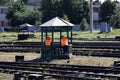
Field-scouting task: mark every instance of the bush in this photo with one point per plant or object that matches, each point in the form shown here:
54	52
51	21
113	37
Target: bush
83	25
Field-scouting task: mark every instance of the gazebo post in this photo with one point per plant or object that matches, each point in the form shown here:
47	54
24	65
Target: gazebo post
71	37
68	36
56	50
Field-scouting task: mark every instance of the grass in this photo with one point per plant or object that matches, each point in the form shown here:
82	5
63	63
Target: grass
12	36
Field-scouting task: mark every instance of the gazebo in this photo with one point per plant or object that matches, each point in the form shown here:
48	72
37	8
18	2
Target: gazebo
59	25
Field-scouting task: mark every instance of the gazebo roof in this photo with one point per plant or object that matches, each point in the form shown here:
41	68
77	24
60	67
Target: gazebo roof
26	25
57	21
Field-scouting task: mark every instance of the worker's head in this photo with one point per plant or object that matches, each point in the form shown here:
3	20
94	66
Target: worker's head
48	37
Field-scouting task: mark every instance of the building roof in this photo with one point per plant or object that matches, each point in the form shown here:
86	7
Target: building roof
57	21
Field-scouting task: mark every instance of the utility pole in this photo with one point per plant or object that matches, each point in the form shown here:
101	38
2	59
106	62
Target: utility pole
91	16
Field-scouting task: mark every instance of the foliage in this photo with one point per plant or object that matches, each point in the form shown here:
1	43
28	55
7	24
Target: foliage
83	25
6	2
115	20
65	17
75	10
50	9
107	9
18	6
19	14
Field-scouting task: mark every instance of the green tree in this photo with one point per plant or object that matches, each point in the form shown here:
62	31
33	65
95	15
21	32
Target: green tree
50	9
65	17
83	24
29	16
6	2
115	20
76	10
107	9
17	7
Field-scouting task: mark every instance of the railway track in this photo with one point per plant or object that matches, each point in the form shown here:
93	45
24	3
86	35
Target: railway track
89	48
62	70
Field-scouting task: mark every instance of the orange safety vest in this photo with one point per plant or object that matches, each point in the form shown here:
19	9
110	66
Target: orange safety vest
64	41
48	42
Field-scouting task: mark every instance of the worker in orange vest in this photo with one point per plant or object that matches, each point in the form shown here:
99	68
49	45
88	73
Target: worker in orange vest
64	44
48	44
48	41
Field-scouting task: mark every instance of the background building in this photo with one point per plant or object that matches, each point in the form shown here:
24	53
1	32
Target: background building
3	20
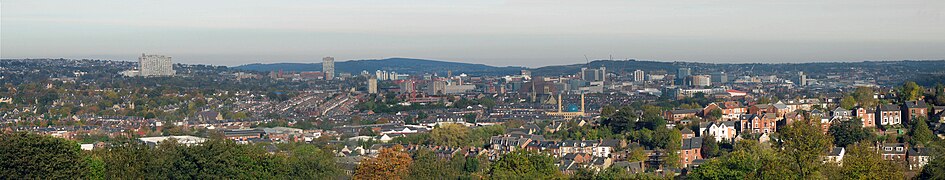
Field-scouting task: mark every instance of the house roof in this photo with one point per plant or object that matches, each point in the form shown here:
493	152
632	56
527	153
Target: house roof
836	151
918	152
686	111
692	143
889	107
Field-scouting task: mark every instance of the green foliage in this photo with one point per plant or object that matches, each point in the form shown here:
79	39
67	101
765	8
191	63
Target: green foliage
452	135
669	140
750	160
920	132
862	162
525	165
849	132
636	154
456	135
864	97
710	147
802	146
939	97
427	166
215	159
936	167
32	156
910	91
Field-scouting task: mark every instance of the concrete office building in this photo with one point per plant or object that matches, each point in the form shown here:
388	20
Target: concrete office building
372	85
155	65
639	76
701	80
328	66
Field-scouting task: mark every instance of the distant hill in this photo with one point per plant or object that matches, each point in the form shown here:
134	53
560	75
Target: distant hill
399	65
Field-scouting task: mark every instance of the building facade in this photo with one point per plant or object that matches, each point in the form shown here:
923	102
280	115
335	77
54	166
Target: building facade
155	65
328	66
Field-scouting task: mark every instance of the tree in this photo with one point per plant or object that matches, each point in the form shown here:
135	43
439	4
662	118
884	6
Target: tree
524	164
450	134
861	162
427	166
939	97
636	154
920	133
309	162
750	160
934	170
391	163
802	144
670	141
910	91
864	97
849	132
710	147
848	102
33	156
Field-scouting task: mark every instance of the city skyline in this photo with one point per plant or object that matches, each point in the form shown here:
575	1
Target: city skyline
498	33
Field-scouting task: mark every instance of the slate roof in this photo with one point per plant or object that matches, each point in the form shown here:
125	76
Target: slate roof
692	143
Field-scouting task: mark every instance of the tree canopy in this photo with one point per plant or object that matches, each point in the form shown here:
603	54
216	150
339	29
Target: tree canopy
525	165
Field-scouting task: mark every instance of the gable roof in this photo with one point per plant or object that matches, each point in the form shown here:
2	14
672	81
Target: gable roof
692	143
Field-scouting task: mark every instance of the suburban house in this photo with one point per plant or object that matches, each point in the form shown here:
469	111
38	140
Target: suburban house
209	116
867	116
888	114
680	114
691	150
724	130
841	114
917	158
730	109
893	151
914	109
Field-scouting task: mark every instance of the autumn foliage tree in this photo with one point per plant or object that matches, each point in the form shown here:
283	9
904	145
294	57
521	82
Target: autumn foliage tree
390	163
● ● ● ● ● ● ●
What the exercise asks: Can you copy, word for word, every line of the material from the line containing "Field-scouting task: mark every instance of the tree canopy" through the very last line?

In response:
Field-scouting task: mark every instance of the tree canopy in this photo with one point per plant or object that matches, each point in the form shown here:
603	54
216	150
339	29
Target: tree canopy
525	165
Field-scouting task: mark every instance of the gable roof in this photo with one point per plant or object that matches, each point in the form shown here:
2	14
672	81
Target: gable roof
692	143
Field-scouting task: mark every instance of the suburban house in this photo with one point per plant or object that matches, each point in the form shown here:
469	111
38	140
Target: suburban house
209	116
867	116
888	114
680	114
691	150
724	130
841	114
917	158
730	109
893	151
914	109
Field-scouting task: mark every instance of the autumn foliage tree in this photo with one point per plant or object that matches, each point in the form shown here:
283	9
904	145
294	57
521	82
Target: autumn foliage tree
390	163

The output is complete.